(Set of tasks)
• 1. Please print the passage from the article on character names that begins at the words "Auctioning off the" and stops after "handsome £10,000 donation instead).".
• 2. According to the article on character names, why did Martin Amis and Ruth Rendell decline to auction off character names for charity? Answer in one to three sentences.

How do authors come up with character names?

How do authors manage to name their characters something unique and meaningful? We asked three writers to spill the beans on how they find the perfect name.

Kat Brown
Illustration: Flynn Shore / Penguin

It’s obligatory, when discussing the naming of things, to quote Shakespeare: “What's in a name? That which we call a rose / By any other name would smell as sweet”. But that was Juliet arguing that Romeo’s status as a Montague is the only thing standing between their love – and whether in plays or novels, the naming of characters can matter quite considerably more to both reader and author.

Auctioning off the names of a character has become a lucrative way for authors to fundraise for charity – Lee Child, Margaret Atwood, and Ian Rankin have all done so, while Martin Amis and Ruth Rendell declined on the proviso that naming characters is too important (although Rendell did hand over a handsome £10,000 donation instead).

We asked three authors for their thoughts on the naming of characters: afterthought, or crucial development? And have they ever acquiesced and used the name of someone they know?

(Extracted records)

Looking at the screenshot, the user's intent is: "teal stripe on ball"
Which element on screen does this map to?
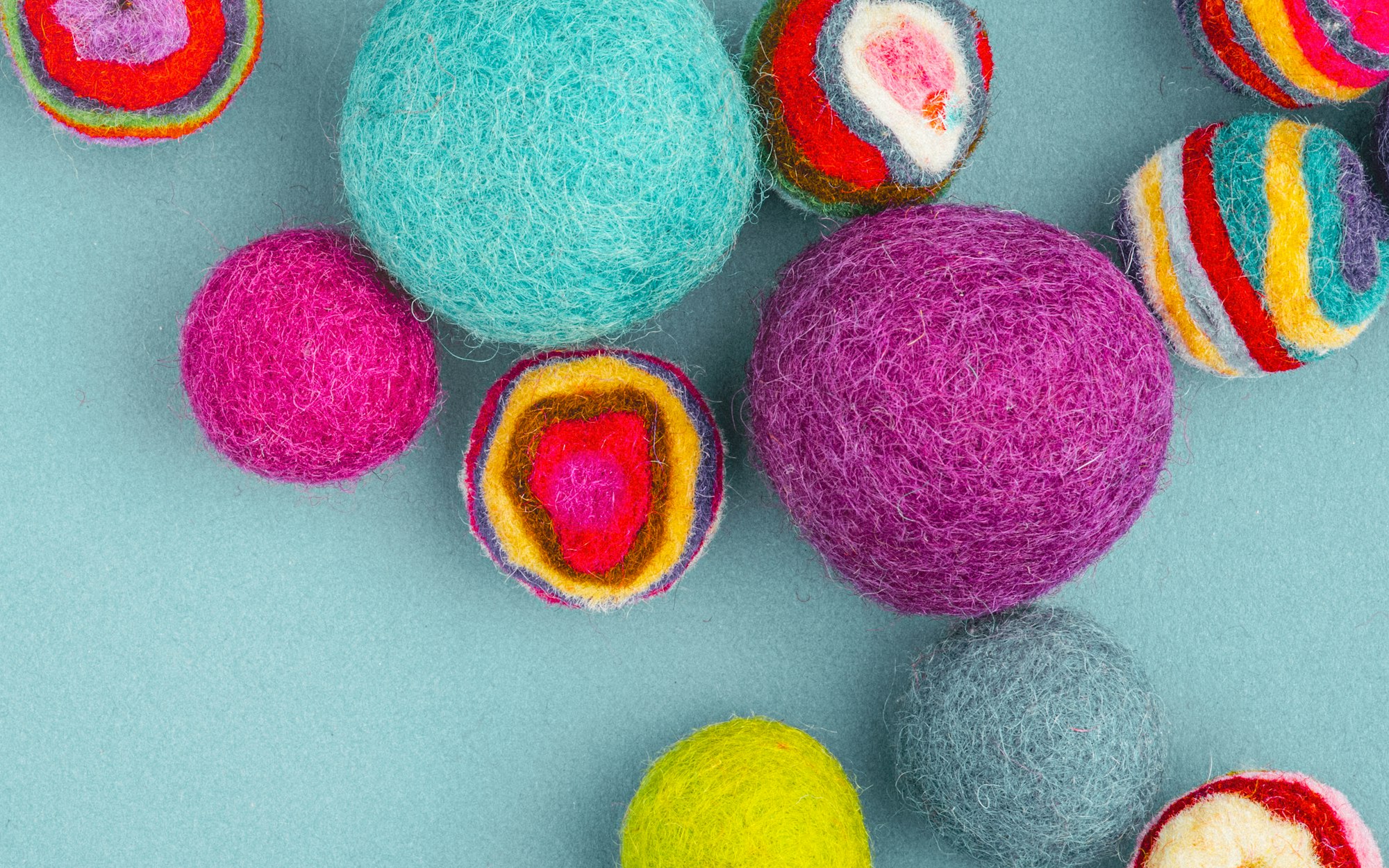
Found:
[1211,114,1278,294]
[340,0,756,346]
[1301,126,1389,326]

(Responses for each task)
• 1.
Auctioning off the names of a character has become a lucrative way for authors to fundraise for charity – Lee Child, Margaret Atwood, and Ian Rankin have all done so, while Martin Amis and Ruth Rendell declined on the proviso that naming characters is too important (although Rendell did hand over a handsome £10,000 donation instead).

• 2. They declined on the grounds that naming characters is too important to hand over. Rendell gave a £10,000 donation instead.